PROMPT A -> Show every line of the rows below that contains the word "arched".

8 Questions I Ask When I’m Being Interviewed

Jonathan Chao
6 min readApr 22, 2022
Photo by Maranda Vandergriff on Unsplash

Interview is the time when the interviewers find out about the candidates, but it is also the time when the candidates find out about the interviewers, the teams, and the company. It should go both ways. At the end, the expectations from both sides should meet.

Expectations change as our life advances. For young, single adults, maybe the they are simply “getting the most money possible and work life balance is not as important.” For people who have families, they can change to “only want to work 9–5 and do not want to be on-call. Salary expectation can drop a bit because of that.” For other people, it can be “no coding and only management because I’ve been the IC for way too long.”

Everyone has different requirements, and we need to let the company or the interviewers know that so our expectations meet. On top of that, interview sessions are also great time to get a feel of the team. Are they all workaholic? Do they not have an SDLC? What are their expected timeline for you to ramp up? Things like these should all be communicated during interviews.

Here are questions I would ask during an interview as an interviewee and why I ask them:

  1. What is the daily routine for a typical engineer?

I want to know what my day will look like most of the days? Should I be expecting a lot of meetings? Am I only needing to attend standups? Who am I working with on the team? This question tells me a lot about the company and if I’m going to see a hectic life.

2. What is the proportion of meetings vs. coding time?

I want to know if I’m going to be developing or be in meetings more. It really depends on people’s preference, but I want to know this.

I personally hate meetings and have trouble multi-tasking between meetings and developing, so I try to make sure the developing time >> meeting time.

Normally, daily standups, 1 sprint meeting, 1 sprint retro, and maybe 1 on 1 meetings with manager should be the only routine meetings I’m willing to accept.

Spontaneous meetings like design or PoC discussions from time to time are acceptable, but if these become routine and I don’t have anything to add half of the time, I would love to skip these meetings.

What’s worse is if those meetings that can totally be replaced with a simple discussion with Slack or an email. I want to make sure up front that there’s nothing like those. No one wants to waste time on meaningless meetings.

3. What’s a typical sprint look like for the company?

This can tell me several things.

PROMPT B -> From the post on interview questions above, copy word for word the passage that begins at the words "What’s worse is" and stops after "me several things.".

MATERIAL PROVIDED ->

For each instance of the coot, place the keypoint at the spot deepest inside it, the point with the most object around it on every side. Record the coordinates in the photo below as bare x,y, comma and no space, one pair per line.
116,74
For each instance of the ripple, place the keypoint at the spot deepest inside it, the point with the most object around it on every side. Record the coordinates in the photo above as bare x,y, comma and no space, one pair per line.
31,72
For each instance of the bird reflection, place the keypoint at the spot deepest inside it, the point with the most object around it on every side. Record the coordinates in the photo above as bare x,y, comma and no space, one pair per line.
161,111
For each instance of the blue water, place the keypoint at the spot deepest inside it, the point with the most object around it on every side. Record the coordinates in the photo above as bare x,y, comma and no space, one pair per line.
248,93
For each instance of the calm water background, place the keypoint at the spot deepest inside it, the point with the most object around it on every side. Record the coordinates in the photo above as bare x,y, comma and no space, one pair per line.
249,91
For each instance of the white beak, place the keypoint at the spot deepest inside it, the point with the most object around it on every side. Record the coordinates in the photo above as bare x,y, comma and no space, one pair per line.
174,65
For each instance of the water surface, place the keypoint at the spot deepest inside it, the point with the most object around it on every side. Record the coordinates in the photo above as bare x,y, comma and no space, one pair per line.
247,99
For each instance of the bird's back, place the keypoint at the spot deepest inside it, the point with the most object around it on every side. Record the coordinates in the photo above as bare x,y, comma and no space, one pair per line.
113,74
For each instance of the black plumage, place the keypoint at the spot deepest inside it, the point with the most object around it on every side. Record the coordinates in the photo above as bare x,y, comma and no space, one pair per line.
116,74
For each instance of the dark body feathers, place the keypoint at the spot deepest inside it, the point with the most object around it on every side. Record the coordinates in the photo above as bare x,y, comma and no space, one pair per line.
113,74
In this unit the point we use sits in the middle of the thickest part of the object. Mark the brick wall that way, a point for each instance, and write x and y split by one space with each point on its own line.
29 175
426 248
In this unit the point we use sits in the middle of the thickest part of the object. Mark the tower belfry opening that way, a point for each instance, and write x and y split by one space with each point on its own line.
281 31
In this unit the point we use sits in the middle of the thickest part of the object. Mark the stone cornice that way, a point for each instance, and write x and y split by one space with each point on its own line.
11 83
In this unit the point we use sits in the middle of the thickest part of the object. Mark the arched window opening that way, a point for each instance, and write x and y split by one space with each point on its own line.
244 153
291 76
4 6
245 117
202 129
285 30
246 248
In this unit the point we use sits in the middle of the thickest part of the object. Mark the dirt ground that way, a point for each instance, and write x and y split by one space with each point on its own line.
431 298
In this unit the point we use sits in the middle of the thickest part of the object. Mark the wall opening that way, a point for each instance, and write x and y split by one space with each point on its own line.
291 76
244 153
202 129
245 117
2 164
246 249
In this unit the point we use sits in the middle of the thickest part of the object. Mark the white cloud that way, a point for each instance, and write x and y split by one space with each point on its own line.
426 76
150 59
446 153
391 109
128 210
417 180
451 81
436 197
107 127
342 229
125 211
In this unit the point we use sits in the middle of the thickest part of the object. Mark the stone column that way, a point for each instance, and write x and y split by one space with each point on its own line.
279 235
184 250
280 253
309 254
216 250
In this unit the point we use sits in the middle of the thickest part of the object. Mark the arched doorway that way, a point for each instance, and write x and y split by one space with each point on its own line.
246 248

EXERCISE RESULT A ->
In this unit the point we use sits in the middle of the thickest part of the object. Mark the arched window opening that way, a point for each instance, and write x and y split by one space with each point on its own line.
In this unit the point we use sits in the middle of the thickest part of the object. Mark the arched doorway that way, a point for each instance, and write x and y split by one space with each point on its own line.

EXERCISE RESULT B ->
What’s worse is if those meetings that can totally be replaced with a simple discussion with Slack or an email. I want to make sure up front that there’s nothing like those. No one wants to waste time on meaningless meetings.

3. What’s a typical sprint look like for the company?

This can tell me several things.